# Aim:
Rescale the material below by writing out every line again, requests included, with each point coordinate multiplied by 2.6 and rounded to the nearest whole number, halves going up.

----- Excerpted data -----

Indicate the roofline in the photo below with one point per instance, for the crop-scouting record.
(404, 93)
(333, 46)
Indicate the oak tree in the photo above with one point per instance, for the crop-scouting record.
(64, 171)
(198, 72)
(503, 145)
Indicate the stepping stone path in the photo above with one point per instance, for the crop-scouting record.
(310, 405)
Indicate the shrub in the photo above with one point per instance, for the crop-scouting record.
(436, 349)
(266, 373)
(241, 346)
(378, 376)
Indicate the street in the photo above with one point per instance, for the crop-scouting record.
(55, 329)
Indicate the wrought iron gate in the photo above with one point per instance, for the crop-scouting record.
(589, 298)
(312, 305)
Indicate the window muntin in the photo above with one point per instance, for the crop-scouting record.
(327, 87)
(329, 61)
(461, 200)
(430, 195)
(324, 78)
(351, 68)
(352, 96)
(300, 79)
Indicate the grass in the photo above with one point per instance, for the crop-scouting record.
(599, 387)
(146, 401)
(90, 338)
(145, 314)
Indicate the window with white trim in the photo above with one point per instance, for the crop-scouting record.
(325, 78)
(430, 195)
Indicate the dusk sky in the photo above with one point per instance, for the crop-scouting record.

-----

# Response to the task:
Indicate the roofline in the photo below with one point per instance, for the crop-scouting record.
(1050, 242)
(866, 120)
Indicate the oak tree in the photo above with one point per instance, for the crop-scouting record.
(166, 445)
(515, 187)
(1308, 377)
Indicate the stepping stone path in the photo above with one point per instance, for the crop-scouting record.
(806, 1053)
Indicate the shrub in the photo above with one point per instance, for the crop-scouting record.
(1134, 907)
(692, 970)
(627, 900)
(983, 978)
Indicate the street in the photo above with one point per instance, for the crop-scouting record.
(143, 855)
Indicate the wrought iron gate in the photo above with one point per instance, for the crop-scouting record.
(1531, 775)
(811, 793)
Indicate the window muntin in the photo above with one point per instance, for the crop-scouting record.
(850, 226)
(855, 159)
(1199, 520)
(1118, 507)
(842, 203)
(913, 177)
(915, 250)
(780, 205)
Indicate the grass in the photo above with one point per instance, for the crop-scouting record.
(1557, 1006)
(380, 1043)
(234, 879)
(377, 816)
Indicate the window with white trim in the photo above with one point per instance, for the crop-scouting record.
(845, 203)
(1118, 507)
Indicate the dusk sky in the photo above with one point per instance, for the crop-scouting record.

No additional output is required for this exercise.